_Directives:_
• A. In the director biographies, answer each of these:
(i) Which company did Xenophon L. Sanders own before joining Phoenix?
(ii) On which program is Frank A. Cappiello a regular panelist?
(iii) How many years was Robert J. Conrads with McKinsey & Co.?
• B. How would you render this sentence from the director biographies in Spanish: "System One Corporation is engaged in the business of supplying computer systems and software to the travel industry."
• C. Do these statements agree with the director biographies? Answer yes or no for each, and quote the words from the director biographies that decide it.
(i) Frank A. Cappiello has been a Director of the Company since November 1993.
(ii) Robert J. Conrads joined the Board of Directors of Visitors Services Inc. in March 1995.
(iii) Xenophon L. Sanders kept developing airline reservation software after becoming an officer of PSG.

_Reading text:_
((
XENOPHON L. SANDERS, age 50, has been a Director of the Company since
January 1995 and has been President and Chief Operating Officer of PSG since
August 1993 and President and Chief Operating Officer of Phoenix Systems, Ltd.
("PSL") since February 1994 and President and Chief Operating Officer of
Phoenix Information Systems Corp. since August 16, 1996. Prior to joining
Phoenix, Mr. Sanders had been President and owner of Xenco Incorporated, a
company that was engaged in the business of designing and developing an airline
reservation system. Upon becoming an officer of PSG, Mr. Sanders ceased the
development of such software. From 1989-1990, Mr. Sanders was a manager at
Xerox Corporation where he was responsible for the development, maintenance and
support of all applications software for the United States Marketing Group, a
division of Xerox Corporation. From 1988-1989, Mr. Sanders was Senior Vice
President of Technology for System One Corporation, a subsidiary of Texas Air
Corporation, where he managed the company's technology centers in Miami,
Houston and Los Angeles and directed the activities of over 1,900 employees.
System One Corporation is engaged in the business of supplying computer systems
and software to the travel industry. Prior to 1988, Mr. Sanders was President
of PARS Service Partnership and Staff Vice President - Applications at Trans
World Airlines ("TWA"). Pars Service Partnership was a TWA and Northwest
Airlines joint venture with over 850 employees and provided computer services
for TWA, Northwest, and travel agencies.
FRANK A. CAPPIELLO, age 70, has been a Director of the Company since
November 1993. Mr. Cappiello is President of an investment counseling firm:
McCullough, Andrews & Cappiello, Inc., providing asset management services to
funds in excess of $1 billion. He is Chairman of three No-Load Mutual Funds;
Founder and Principal of Closed-End Fund Advisors, Inc.; publisher of
Cappiello's Closed-End Fund Digest; author of several books and a regular
panelist on "Wall Street Week with Louis Rukeyser." For more than 12 years,
Mr. Cappiello was Chief Investment Officer for an insurance holding company
with overall responsibility for managing assets of $800 million. Prior to
that, he was the Research Director of a major stock brokerage firm.
ROBERT J. CONRADS, age 49, has been a Director of the Company since
March 1995 and is currently President of Conrads, Inc., an investment and
advisory services firm. Since March 1, 1996 Mr. Conrads has served on the
Board of Directors of Visitors Services Inc. Mr. Conrads also serves as
Executive Vice President, Chief Financial Officer and member of the Supervisory
Board of Indigo, N.V., and President of Indigo America, Inc., developers of the
Indigo E-Print 1000, the world's first digital offset color press. From 1987
to 1993, Mr. Conrads was Managing Director of The First Boston
8
<PAGE> 10
Corporation and headed that firm's Investment Banking Technology Group based in
New York. During his career in the investment banking industry, Mr. Conrads
was involved in the execution of several strategic alliances, mergers and
acquisitions and financing transactions with technology based companies in the
U.S. and abroad. Prior to entering the investment banking industry, Mr.
Conrads was with McKinsey & Co. for twelve years where he was a Director and
headed that firm's Electronics Industry Practice. He has also conducted
research in atomic and molecular physics for the U.S. Atomic Energy Commission
and the National Science Foundation.
))
_Source excerpt:_
((
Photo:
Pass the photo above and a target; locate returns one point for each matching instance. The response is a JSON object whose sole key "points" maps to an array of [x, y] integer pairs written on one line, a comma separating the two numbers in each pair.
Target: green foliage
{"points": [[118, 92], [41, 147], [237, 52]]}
))
_Exercise answers:_
• A.
(i) Xenco Incorporated
(ii) "Wall Street Week with Louis Rukeyser"
(iii) Twelve years

• B. System One Corporation se dedica al negocio de suministrar sistemas informáticos y software a la industria de los viajes.

• C.
(i) Yes: "has been a Director of the Company since November 1993"
(ii) No: "Since March 1, 1996 Mr. Conrads has served on the Board of Directors of Visitors Services Inc."
(iii) No: "Upon becoming an officer of PSG, Mr. Sanders ceased the development of such software."